> **TEXT BLOCK**:
I ran my last 4 miles of training today, slow and easy. I decided to listen to a podcast while I ran and since I'm impatiently waiting for the next Another Mother Runner podcast (love their blog and love the radio show even more!), I tried out a Jillian Michaels Show podcast. Um, she made me cry.

It could be related to the aforementioned taper crazies, but as she was talking to this woman who had lost 100+ lbs but couldn't figure out what she was sliding into old habits, I got teary. Jillian discovered this woman was still dealing with and rebeling against the disapproval she received from her Phys Ed. teacher father while growing up overweight. He's been dead for years now but his legacy, unfortunately, lives on in her head. Everybody loves a good "all I want is my father's love" story, believe me I had my own, but it was more than that. 

Jillian told this woman that this journey, this weight loss, or whatever else you're doing has to be about you. It can't be about your father, mother, sister, or the dog down the road. It has to be about you for it to last, for real, lasting change to happen.

> **DATA BLOCK**:
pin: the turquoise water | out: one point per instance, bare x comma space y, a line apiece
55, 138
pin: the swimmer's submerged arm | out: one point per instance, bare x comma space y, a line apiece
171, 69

> **WHAT IS ASKED**:
1) Reproduce the passage of the running post between "I ran my last" and "more than that.", inclusive.
2) Write what comes next in the running post, picking up after its final sentence.

> **TASK ANSWERS**:
1)
I ran my last 4 miles of training today, slow and easy. I decided to listen to a podcast while I ran and since I'm impatiently waiting for the next Another Mother Runner podcast (love their blog and love the radio show even more!), I tried out a Jillian Michaels Show podcast. Um, she made me cry.

It could be related to the aforementioned taper crazies, but as she was talking to this woman who had lost 100+ lbs but couldn't figure out what she was sliding into old habits, I got teary. Jillian discovered this woman was still dealing with and rebeling against the disapproval she received from her Phys Ed. teacher father while growing up overweight. He's been dead for years now but his legacy, unfortunately, lives on in her head. Everybody loves a good "all I want is my father's love" story, believe me I had my own, but it was more than that.

2)
My journey to health and fitness has been a rollercoaster for most of my life. I've had an unhealthy relationship with food for most of my life. I've gained weight, and I've lost it. Any successes I had were simply not about me. They were about fitting in my cheerleading uniform or getting my belly-button pierced. They were about my wedding dress. They were about losing baby weight or fitting in clothes. Whatever it was, they weren't about me. I'm not saying I didn't have successes, learn things and get stronger and healthier. I did, but I always backslid.

Running is different. Running is about me. Yes, weight has come off, and continues to come off, slow and steady. As of today, I've lost 40lbs since January 1, 2010. But the weight loss has truly been a byproduct of running opposed to the other way around. 
 
Running is not about my depression. It's not about the scale. Sure, it might have started as a way to lose some weight and deal with depression, but it is so much more than that. It's not about my kids.  It's not about my clothes. It's not about society or the media. It's about me.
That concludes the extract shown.